*** Records provided Section Begins ***
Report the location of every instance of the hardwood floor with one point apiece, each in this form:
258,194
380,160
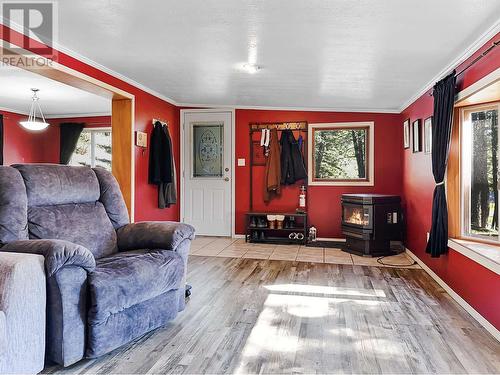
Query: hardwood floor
267,316
238,248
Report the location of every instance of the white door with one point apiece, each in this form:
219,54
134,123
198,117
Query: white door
207,168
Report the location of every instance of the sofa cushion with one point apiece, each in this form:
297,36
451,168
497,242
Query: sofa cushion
112,198
85,224
13,206
129,278
51,184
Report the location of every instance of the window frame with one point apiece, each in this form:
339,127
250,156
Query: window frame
369,180
92,141
466,170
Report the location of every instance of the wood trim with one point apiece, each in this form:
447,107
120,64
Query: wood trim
367,155
370,153
465,305
453,180
122,156
123,160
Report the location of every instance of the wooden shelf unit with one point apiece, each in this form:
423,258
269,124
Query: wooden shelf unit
274,235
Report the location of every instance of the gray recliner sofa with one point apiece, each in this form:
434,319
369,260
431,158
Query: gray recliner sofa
108,281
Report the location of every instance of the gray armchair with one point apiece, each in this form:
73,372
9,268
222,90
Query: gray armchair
108,281
22,313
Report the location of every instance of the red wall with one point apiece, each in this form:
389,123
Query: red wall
147,107
323,201
24,146
473,282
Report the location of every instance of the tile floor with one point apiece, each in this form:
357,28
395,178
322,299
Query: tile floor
237,248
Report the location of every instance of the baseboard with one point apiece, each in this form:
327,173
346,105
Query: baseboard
476,315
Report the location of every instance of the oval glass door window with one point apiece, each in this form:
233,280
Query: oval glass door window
208,139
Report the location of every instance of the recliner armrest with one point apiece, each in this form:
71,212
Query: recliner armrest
57,253
165,235
3,339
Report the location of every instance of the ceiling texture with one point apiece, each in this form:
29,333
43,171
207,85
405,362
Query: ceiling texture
338,55
56,99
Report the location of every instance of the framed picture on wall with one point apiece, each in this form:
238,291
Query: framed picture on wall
428,135
258,156
417,139
406,134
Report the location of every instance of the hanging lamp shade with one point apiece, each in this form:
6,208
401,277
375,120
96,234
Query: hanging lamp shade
34,123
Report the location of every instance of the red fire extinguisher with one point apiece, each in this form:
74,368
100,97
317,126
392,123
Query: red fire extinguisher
302,199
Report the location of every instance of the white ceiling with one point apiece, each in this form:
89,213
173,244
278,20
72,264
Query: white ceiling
56,99
336,54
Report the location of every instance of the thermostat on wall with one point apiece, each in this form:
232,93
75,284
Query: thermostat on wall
141,139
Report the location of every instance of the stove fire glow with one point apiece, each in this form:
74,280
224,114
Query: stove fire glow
356,216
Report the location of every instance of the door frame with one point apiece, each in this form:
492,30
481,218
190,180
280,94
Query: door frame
233,159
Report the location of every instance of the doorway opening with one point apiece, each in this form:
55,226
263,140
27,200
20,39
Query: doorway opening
207,162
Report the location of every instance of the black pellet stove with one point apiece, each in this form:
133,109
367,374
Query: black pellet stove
370,222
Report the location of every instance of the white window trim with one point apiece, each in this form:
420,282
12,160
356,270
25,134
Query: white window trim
371,153
465,171
92,142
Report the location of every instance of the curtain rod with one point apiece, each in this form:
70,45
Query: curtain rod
493,45
485,52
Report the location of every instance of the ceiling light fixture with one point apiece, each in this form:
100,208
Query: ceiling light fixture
251,68
32,123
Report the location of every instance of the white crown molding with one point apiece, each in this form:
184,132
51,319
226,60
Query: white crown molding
71,115
473,48
307,109
492,31
465,305
113,73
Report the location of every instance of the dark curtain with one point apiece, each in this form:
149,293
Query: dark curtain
1,139
444,98
70,132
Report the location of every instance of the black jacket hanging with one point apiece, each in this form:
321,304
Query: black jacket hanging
292,163
160,157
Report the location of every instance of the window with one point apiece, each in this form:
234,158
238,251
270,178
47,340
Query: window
93,148
341,154
479,138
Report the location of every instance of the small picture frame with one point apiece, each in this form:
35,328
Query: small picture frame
417,138
258,156
141,139
428,135
406,134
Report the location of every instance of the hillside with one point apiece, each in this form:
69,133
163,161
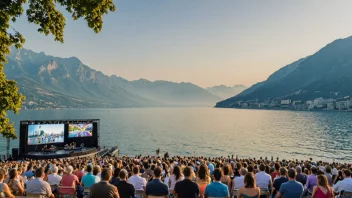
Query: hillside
53,82
324,74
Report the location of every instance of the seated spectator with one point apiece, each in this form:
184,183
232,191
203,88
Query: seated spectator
69,180
54,179
263,179
4,189
301,177
156,187
187,188
345,184
322,189
137,181
292,188
203,179
104,188
126,190
249,190
216,189
38,186
89,179
14,184
280,180
312,180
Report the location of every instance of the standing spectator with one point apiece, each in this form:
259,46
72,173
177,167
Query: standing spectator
104,188
137,181
187,188
156,187
216,189
312,180
322,189
4,189
263,179
126,190
89,179
292,188
278,181
249,190
38,186
345,184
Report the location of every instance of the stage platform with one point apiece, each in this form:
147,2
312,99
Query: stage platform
62,153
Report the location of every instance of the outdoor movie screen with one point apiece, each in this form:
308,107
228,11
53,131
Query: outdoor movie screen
80,130
45,133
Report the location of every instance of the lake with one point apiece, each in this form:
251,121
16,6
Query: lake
214,132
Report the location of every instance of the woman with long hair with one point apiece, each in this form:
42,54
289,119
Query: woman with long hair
225,179
14,184
322,189
249,190
203,179
174,178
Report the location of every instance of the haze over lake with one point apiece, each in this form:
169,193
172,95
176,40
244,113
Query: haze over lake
214,132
*** Records provided Section Ends ***
## Exercise:
Please give the records above again exactly as they stand, with no pictures.

## Response box:
Report the location of every instance of the hardwood floor with one point apiece, each in this form:
258,194
380,160
Query: hardwood floor
267,316
238,248
Report the location of every instance of the white door with one point apiece, each in this form:
219,54
134,123
198,117
Query: white door
207,168
Report the location of every instance of the sofa cushion with one point apiece, each in this form:
297,36
451,168
497,242
Query: sofa cushion
112,198
85,224
13,206
129,278
51,184
Report the location of every instance of the window frame with one point apiece, each in this form:
339,127
250,156
Query: window frame
369,180
92,141
466,170
Report the location of every instance of the wood trim with one point apiece, each in this form:
447,107
120,64
Query: wood trim
367,155
370,153
465,305
453,180
122,156
123,160
Report the location of every instance of the wooden shelf unit with one point apiece, each in this form:
423,258
269,124
Query: wooden shelf unit
274,235
Report the location of every instance of the gray recliner sofa with one point apiece, each in this form:
434,319
369,260
431,158
Query: gray recliner sofa
108,281
Report the location of every instance of the gray armchair with one point apiece, each in this form:
73,372
9,268
222,90
Query: gray armchair
108,281
22,313
Report the location of every instance of the red wall with one point apiece, each in this form:
389,123
Query: red wall
147,107
323,201
24,146
473,282
Report the location of every instance of the tile floor with one point apiece, each in this form:
357,28
395,178
322,299
Query: tile floor
237,248
Report the location of every instance of the baseboard with one point apiece, each in this form:
327,173
346,105
Query: baseboard
476,315
Report the location of every instance of the oval glass door window with one point apiece, each in this form:
233,280
Query: oval glass door window
208,139
Report the location of every instance of the recliner armrest with one point apiece, each in this form:
71,212
Query: recliner armrest
57,253
165,235
3,339
Report the location of every instance of the ceiling texture with one point apiece, each in this form:
29,333
43,171
207,85
405,362
Query: ceiling texture
338,55
56,99
Report the location of every instance of the framed picture on wall with one point apiece, each in this form:
238,291
Query: framed picture on wall
428,135
258,156
417,139
406,134
Report the location of every instance of the hanging lamp shade with one point apiece, each in this form:
6,208
401,277
375,120
96,234
Query: hanging lamp shade
34,123
Report the location of every instance of the red fire extinguisher with one point apiece, each in this form:
74,368
100,97
317,126
392,123
Query: red fire extinguisher
302,199
Report the location of every instance of the white ceiling with one point apiece, each in this form:
89,213
173,244
278,20
72,264
Query: white ceiling
56,99
336,54
Report the location of every instance of the thermostat on wall with one point apiece, each in this form:
232,93
75,284
Query: thermostat on wall
141,139
Report the location of every instance of the stove fire glow with one point apiece, each in this form:
74,280
224,114
Query: stove fire glow
356,216
Report the location of every instance of the door frame with one point apiece, each in this form:
492,30
481,218
190,180
280,94
Query: door frame
233,159
Report the location of every instance of the doorway opening with one point apiece, each in this form:
55,226
263,140
27,200
20,39
Query: doorway opening
207,162
Report the location of every instance of the black pellet stove with one point apiece, each in this form:
133,109
367,374
Query: black pellet stove
370,222
Report the location of every instance of the white window trim with one point apiece, each in this form:
420,282
12,160
356,270
25,134
Query: white window trim
371,153
465,171
92,142
Report the location of every instance of the curtain rod with one point apiece, each in this form:
70,45
Query: curtain rod
493,45
485,52
Report the location of every instance of the ceiling light fixture with one point apiece, each in this form:
100,208
Query: ceiling light fixture
251,68
32,123
Report the location of every instance of the white crown molding with one point apiece, each in this form:
184,132
51,319
226,60
Query: white crown molding
71,115
473,48
307,109
492,31
465,305
113,73
Report the location of every instance of the dark curtain with one point apiece, each in this form:
149,293
Query: dark curtain
1,139
444,98
70,132
Report the location of every instance of the black jacket hanging with one point apiece, each in this form:
321,304
Query: black jacket hanging
292,163
160,157
Report the location of every instance of the window with one point apiece, each in this form:
234,158
238,251
270,178
47,340
Query: window
93,148
341,154
479,138
Report the location of every instance of the small picture frame with one point apiece, each in this form:
35,328
Query: small picture frame
417,138
258,156
141,139
428,135
406,134
Report the location of every instance of the hillside with one point apiece, each in this form:
69,133
163,161
Query: hillside
53,82
324,74
Report the location of every instance of the seated spectator with one point apiece, each in this form:
184,183
232,191
203,88
Query: seated spectator
69,180
54,179
263,179
4,189
301,177
156,187
187,188
345,184
322,189
137,181
292,188
203,179
104,188
126,190
249,190
216,189
38,186
89,179
14,184
280,180
312,180
Report the location of every instance of the standing spectator with one point apiece, each in this form:
259,46
72,173
177,167
Query: standing spectator
104,188
137,181
187,188
156,187
216,189
312,180
322,189
4,189
263,179
126,190
89,179
292,188
278,181
249,190
38,186
345,184
Report the location of every instance of the stage platform with one point apiece, each in this form:
147,2
312,99
Query: stage platform
62,153
Report the location of every instance of the outdoor movie screen with one point apiece, each in this form:
308,107
228,11
53,131
Query: outdoor movie screen
80,130
45,133
Report the location of every instance of the lake with one point apiece, each in this form:
251,121
16,6
Query: lake
214,132
Report the location of every instance of the woman with long hair with one point apiece, each in this form:
42,54
289,119
Query: woman with long hair
225,179
14,184
322,189
249,190
203,179
174,178
Report the location of every instance of the haze over lake with one point apiece, each in this form:
169,193
172,95
176,40
244,113
Query: haze over lake
214,132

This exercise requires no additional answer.